ABOUT THIS TASK: Would you output all the entries below without altering a word?

DATA:
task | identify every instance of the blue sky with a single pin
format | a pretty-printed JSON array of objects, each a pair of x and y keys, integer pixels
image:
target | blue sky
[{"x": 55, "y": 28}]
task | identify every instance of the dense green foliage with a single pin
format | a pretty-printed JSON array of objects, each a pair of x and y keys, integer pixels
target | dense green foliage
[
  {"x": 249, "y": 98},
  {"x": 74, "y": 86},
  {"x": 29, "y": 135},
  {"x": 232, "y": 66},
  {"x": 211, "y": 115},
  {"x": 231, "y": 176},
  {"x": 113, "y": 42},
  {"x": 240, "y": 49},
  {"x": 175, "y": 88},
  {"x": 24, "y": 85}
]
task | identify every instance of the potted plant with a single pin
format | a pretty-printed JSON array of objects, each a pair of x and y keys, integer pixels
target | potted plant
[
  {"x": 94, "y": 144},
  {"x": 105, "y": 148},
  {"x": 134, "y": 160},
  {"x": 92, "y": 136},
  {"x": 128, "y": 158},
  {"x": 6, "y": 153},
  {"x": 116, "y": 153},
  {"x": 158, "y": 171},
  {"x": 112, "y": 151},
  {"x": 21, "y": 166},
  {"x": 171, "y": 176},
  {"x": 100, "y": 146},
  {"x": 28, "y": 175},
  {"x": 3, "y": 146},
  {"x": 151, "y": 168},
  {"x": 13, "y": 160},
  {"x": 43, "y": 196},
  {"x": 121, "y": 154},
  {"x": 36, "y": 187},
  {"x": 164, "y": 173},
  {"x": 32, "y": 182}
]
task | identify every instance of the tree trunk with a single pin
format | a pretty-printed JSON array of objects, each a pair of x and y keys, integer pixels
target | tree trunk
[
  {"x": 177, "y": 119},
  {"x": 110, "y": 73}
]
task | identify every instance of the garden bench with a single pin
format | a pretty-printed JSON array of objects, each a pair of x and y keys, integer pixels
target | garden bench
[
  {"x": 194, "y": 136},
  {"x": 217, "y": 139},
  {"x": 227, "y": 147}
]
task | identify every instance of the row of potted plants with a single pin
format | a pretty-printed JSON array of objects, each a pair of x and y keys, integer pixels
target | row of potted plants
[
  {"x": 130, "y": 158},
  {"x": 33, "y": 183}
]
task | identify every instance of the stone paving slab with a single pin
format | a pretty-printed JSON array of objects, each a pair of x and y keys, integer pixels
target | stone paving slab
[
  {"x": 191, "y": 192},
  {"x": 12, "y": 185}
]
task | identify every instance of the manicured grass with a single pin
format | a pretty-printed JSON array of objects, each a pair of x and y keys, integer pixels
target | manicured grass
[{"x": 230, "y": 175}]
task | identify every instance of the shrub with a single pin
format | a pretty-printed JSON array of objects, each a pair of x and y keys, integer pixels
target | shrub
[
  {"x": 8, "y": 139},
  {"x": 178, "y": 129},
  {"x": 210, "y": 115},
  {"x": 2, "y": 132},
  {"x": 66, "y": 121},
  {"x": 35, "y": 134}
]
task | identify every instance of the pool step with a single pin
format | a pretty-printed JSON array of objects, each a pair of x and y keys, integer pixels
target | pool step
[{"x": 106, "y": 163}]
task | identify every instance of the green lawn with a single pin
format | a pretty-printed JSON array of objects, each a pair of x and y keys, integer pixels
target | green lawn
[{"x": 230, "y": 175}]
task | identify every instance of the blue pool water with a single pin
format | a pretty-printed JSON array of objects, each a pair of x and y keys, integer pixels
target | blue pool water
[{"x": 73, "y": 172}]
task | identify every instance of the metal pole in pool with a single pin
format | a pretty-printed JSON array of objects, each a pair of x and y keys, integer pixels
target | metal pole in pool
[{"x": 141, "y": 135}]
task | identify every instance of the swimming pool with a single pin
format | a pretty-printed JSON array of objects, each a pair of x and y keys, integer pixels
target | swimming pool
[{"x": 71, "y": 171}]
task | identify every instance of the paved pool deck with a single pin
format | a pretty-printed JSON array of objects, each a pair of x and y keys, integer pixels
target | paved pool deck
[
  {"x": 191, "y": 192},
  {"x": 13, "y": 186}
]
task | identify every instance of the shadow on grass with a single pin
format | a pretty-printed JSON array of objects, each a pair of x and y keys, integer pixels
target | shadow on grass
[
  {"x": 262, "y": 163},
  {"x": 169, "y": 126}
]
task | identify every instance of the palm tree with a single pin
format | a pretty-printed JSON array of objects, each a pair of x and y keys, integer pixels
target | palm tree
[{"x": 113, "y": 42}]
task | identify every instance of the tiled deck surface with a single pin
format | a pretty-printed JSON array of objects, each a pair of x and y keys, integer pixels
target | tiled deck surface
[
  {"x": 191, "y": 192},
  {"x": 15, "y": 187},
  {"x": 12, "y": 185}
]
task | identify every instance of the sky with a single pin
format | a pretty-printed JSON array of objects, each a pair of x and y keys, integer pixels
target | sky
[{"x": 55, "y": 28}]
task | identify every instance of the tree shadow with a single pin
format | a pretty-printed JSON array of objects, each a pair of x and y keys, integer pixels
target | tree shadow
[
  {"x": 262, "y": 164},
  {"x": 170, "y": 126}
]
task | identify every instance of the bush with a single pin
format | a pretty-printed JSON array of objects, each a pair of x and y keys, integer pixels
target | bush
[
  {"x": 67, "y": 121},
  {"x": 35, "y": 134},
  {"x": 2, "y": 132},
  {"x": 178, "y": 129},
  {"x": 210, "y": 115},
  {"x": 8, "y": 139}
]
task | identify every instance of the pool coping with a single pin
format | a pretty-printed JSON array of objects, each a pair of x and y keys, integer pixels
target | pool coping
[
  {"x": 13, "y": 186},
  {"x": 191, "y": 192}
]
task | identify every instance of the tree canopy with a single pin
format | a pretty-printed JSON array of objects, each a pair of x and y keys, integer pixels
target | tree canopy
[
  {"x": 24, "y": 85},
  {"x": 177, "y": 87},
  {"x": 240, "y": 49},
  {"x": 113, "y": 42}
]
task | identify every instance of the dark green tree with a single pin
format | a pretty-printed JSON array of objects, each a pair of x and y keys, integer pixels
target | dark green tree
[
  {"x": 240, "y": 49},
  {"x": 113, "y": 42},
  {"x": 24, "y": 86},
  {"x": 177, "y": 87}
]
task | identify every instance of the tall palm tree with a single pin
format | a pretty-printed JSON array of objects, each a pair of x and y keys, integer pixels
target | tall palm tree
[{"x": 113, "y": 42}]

OUTPUT FOR THIS EXERCISE:
task | identify every instance of the blue sky with a single pin
format | a pretty-printed JSON array of objects, each a pair of x and y keys, integer pixels
image:
target | blue sky
[{"x": 55, "y": 28}]
task | identify every instance of the dense green foliage with a single pin
format | a pretty-printed JSON array of objects, each a pair of x and y keys, integer pixels
target | dense green foliage
[
  {"x": 249, "y": 98},
  {"x": 74, "y": 86},
  {"x": 29, "y": 135},
  {"x": 232, "y": 66},
  {"x": 211, "y": 115},
  {"x": 231, "y": 176},
  {"x": 113, "y": 42},
  {"x": 240, "y": 49},
  {"x": 175, "y": 88},
  {"x": 24, "y": 85}
]
task | identify every instance of the potted plant with a single pin
format | a pretty-printed JSON array of objects, each a pair of x and y keys, integer pixels
target | potted plant
[
  {"x": 94, "y": 144},
  {"x": 105, "y": 148},
  {"x": 134, "y": 160},
  {"x": 92, "y": 136},
  {"x": 128, "y": 158},
  {"x": 6, "y": 153},
  {"x": 116, "y": 153},
  {"x": 158, "y": 171},
  {"x": 112, "y": 151},
  {"x": 21, "y": 166},
  {"x": 171, "y": 176},
  {"x": 100, "y": 146},
  {"x": 28, "y": 175},
  {"x": 3, "y": 146},
  {"x": 151, "y": 168},
  {"x": 13, "y": 160},
  {"x": 43, "y": 196},
  {"x": 121, "y": 154},
  {"x": 36, "y": 187},
  {"x": 164, "y": 173},
  {"x": 32, "y": 182}
]
task | identify every instance of the tree trunk with a single pin
format | a pretty-printed JSON array of objects, each a pair of x and y keys, integer pixels
target | tree trunk
[
  {"x": 177, "y": 119},
  {"x": 110, "y": 73}
]
task | identify every instance of the garden bench with a single pin
format | a pretty-printed JSON array of objects, each a pair of x and y keys, integer pixels
target | garden bench
[
  {"x": 194, "y": 136},
  {"x": 217, "y": 139},
  {"x": 227, "y": 147}
]
task | identify every instance of the row of potted plants with a single pin
format | a pretty-printed JSON array of objects, each a pair of x and y keys, integer pixels
target | row of potted plants
[
  {"x": 130, "y": 158},
  {"x": 33, "y": 183}
]
task | identify every instance of the stone paving slab with a single pin
format | a pretty-printed JSON array of objects, each a pair of x and y keys, integer pixels
target | stone paving slab
[
  {"x": 191, "y": 192},
  {"x": 12, "y": 185}
]
task | identify every instance of the manicured grass with a single pin
format | a pretty-printed JSON array of objects, each a pair of x and y keys, integer pixels
target | manicured grass
[{"x": 230, "y": 175}]
task | identify every instance of the shrub with a single pin
format | a pretty-printed JSON array of objects, each a pair of x and y keys, integer pixels
target | shrub
[
  {"x": 8, "y": 139},
  {"x": 178, "y": 129},
  {"x": 210, "y": 115},
  {"x": 2, "y": 132},
  {"x": 66, "y": 121},
  {"x": 35, "y": 134}
]
task | identify every instance of the pool step with a single pin
format | a pretty-printed JSON array of objects, each a pair of x and y keys, integer pixels
target | pool step
[{"x": 106, "y": 163}]
task | identify every instance of the green lawn with a single pin
format | a pretty-printed JSON array of objects, each a pair of x and y keys, integer pixels
target | green lawn
[{"x": 230, "y": 175}]
task | identify every instance of the blue pool water with a single pin
format | a pretty-printed JSON array of objects, each a pair of x and y keys, integer pixels
target | blue pool water
[{"x": 73, "y": 172}]
task | identify every instance of the metal pole in pool with a single pin
format | a pretty-printed JSON array of objects, each a pair of x and y keys, integer pixels
target | metal pole in pool
[{"x": 141, "y": 135}]
task | identify every instance of the swimming pool with a single pin
format | a pretty-printed JSON array of objects, each a pair of x and y keys, integer pixels
target | swimming pool
[{"x": 71, "y": 171}]
task | identify every instance of the paved pool deck with a single pin
format | a pretty-printed JSON array of objects, each a pair of x and y keys, integer pixels
target | paved pool deck
[
  {"x": 191, "y": 192},
  {"x": 13, "y": 186}
]
task | identify every instance of the shadow on grass with a single pin
format | a pretty-printed JSON array of objects, each a pair of x and y keys, integer pixels
target | shadow on grass
[
  {"x": 262, "y": 163},
  {"x": 169, "y": 126}
]
task | identify every instance of the palm tree with a single pin
format | a pretty-printed JSON array of objects, each a pair of x and y keys, integer pixels
target | palm tree
[{"x": 113, "y": 42}]
task | identify every instance of the tiled deck surface with a single pin
format | a pretty-printed JSON array of objects, each a pair of x and y keys, integer pixels
target | tiled deck surface
[
  {"x": 191, "y": 192},
  {"x": 15, "y": 187},
  {"x": 12, "y": 185}
]
task | identify every instance of the sky with a single pin
format | a pretty-printed JSON array of objects, each a pair of x and y keys, integer pixels
target | sky
[{"x": 55, "y": 28}]
task | identify every instance of the tree shadow with a single pin
format | a pretty-printed JSON array of objects, each a pair of x and y keys, integer pixels
target | tree shadow
[
  {"x": 262, "y": 164},
  {"x": 170, "y": 126}
]
task | identify every instance of the bush with a single pin
format | a pretty-printed JSON array of objects, each a pair of x and y keys, integer pixels
target | bush
[
  {"x": 67, "y": 121},
  {"x": 35, "y": 134},
  {"x": 2, "y": 132},
  {"x": 178, "y": 129},
  {"x": 210, "y": 115},
  {"x": 8, "y": 139}
]
task | identify every instance of the pool coping with a single pin
format | a pretty-printed JSON array of objects, each a pair of x and y keys, integer pixels
target | pool coping
[
  {"x": 13, "y": 186},
  {"x": 191, "y": 192}
]
task | identify every instance of the tree canopy with a single pin
format | a pretty-printed JSON array of objects, each a pair of x and y keys, integer pixels
target | tree canopy
[
  {"x": 24, "y": 85},
  {"x": 177, "y": 87},
  {"x": 240, "y": 49},
  {"x": 113, "y": 42}
]
task | identify every instance of the dark green tree with a single pin
format | a pretty-printed JSON array of objects, each a pair of x and y keys, integer pixels
target | dark green tree
[
  {"x": 240, "y": 49},
  {"x": 113, "y": 42},
  {"x": 24, "y": 86},
  {"x": 177, "y": 87}
]
task | identify every instance of the tall palm tree with a single pin
format | a pretty-printed JSON array of objects, each a pair of x and y keys, integer pixels
target | tall palm tree
[{"x": 113, "y": 42}]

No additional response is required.